- **Exercise**
Copy out the complete listing, word for word.

- **Data rows**
━━━━━━━━

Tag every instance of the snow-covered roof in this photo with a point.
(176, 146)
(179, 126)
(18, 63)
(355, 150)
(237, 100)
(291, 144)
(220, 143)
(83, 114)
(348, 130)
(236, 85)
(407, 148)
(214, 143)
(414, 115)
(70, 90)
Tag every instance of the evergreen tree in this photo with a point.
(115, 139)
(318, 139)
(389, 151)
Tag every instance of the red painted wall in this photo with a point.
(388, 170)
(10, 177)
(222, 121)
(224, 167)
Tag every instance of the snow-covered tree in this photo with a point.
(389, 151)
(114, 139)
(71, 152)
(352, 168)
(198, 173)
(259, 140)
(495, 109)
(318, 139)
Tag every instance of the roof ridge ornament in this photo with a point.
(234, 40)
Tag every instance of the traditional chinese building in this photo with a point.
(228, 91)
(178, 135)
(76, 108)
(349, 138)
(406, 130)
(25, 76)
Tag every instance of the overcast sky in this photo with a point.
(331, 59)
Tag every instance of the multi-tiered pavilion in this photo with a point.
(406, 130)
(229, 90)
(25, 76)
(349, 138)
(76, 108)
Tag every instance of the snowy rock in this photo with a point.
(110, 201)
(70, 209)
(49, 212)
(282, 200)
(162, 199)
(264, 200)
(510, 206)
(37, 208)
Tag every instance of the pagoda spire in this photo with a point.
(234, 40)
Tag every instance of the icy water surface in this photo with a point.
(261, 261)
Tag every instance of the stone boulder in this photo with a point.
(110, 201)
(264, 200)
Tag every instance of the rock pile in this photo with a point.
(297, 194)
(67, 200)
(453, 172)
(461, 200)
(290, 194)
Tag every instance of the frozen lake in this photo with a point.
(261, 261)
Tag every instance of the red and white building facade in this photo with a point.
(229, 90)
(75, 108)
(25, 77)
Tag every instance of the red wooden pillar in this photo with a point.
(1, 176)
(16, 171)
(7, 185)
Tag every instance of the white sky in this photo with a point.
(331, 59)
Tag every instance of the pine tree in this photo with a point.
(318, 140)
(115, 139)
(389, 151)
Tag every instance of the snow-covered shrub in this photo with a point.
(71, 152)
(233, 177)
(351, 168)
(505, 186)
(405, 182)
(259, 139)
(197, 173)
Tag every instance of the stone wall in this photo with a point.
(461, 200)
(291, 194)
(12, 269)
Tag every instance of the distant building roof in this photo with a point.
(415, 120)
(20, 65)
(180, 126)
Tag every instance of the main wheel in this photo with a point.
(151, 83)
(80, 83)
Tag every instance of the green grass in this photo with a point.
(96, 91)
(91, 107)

━━━━━━━━

- **Exercise output**
Tag every instance of the snow-covered roof in this photo with a point.
(176, 146)
(179, 126)
(18, 63)
(355, 150)
(237, 100)
(291, 144)
(220, 143)
(83, 114)
(348, 130)
(236, 85)
(407, 148)
(214, 143)
(414, 115)
(70, 90)
Tag every instance of the evergreen tree in this photo with a point.
(115, 139)
(318, 139)
(389, 151)
Tag every instance of the red painted wall in this photo with a point.
(388, 170)
(10, 177)
(222, 121)
(224, 167)
Tag every instance of the snow-covered tree in this photo with a point.
(389, 151)
(114, 139)
(71, 152)
(352, 168)
(198, 173)
(259, 140)
(495, 109)
(318, 139)
Tag every instance of the roof ridge ornament in this photo with a point.
(234, 40)
Tag every instance of the traditional chinese building in this photo with a point.
(228, 91)
(178, 135)
(76, 108)
(349, 138)
(406, 130)
(25, 76)
Tag every instance of the overcast sky in this photo with a point.
(331, 59)
Tag every instance of the multi-tiered pavilion in this photo with a point.
(406, 130)
(229, 90)
(25, 76)
(349, 138)
(76, 108)
Tag every instance of the snowy rock in this photo with a point.
(110, 201)
(70, 209)
(49, 212)
(282, 200)
(162, 199)
(264, 200)
(510, 206)
(37, 208)
Tag every instance of the pagoda spire in this photo with a point.
(234, 40)
Tag every instance of the icy water surface in this photo with a point.
(261, 261)
Tag every instance of the stone boulder in this photo with a point.
(110, 201)
(264, 200)
Tag every instance of the rock pile in this photo with a point.
(297, 194)
(67, 200)
(453, 172)
(461, 200)
(290, 194)
Tag every instance of the frozen lake in this photo with a point.
(261, 261)
Tag every instance of the red and white building facade in this photo with a point.
(229, 90)
(75, 108)
(25, 77)
Tag every instance of the red wooden pillar in this photo with a point.
(1, 176)
(16, 171)
(7, 185)
Tag every instance of the white sky in this photo with a point.
(331, 59)
Tag every instance of the pine tree in this photo with a point.
(318, 140)
(115, 139)
(389, 151)
Tag every instance of the snow-covered shrub in this photo with a point.
(71, 152)
(233, 177)
(351, 168)
(505, 186)
(405, 182)
(259, 139)
(197, 173)
Tag every instance of the stone wall in this photo with a point.
(461, 200)
(291, 194)
(12, 269)
Tag every instance of the distant building roof in this photo with a point.
(415, 120)
(20, 65)
(180, 126)
Tag every instance of the main wheel in this photo with a point.
(151, 83)
(80, 83)
Tag every instance of the green grass in this photo with a point.
(96, 91)
(91, 107)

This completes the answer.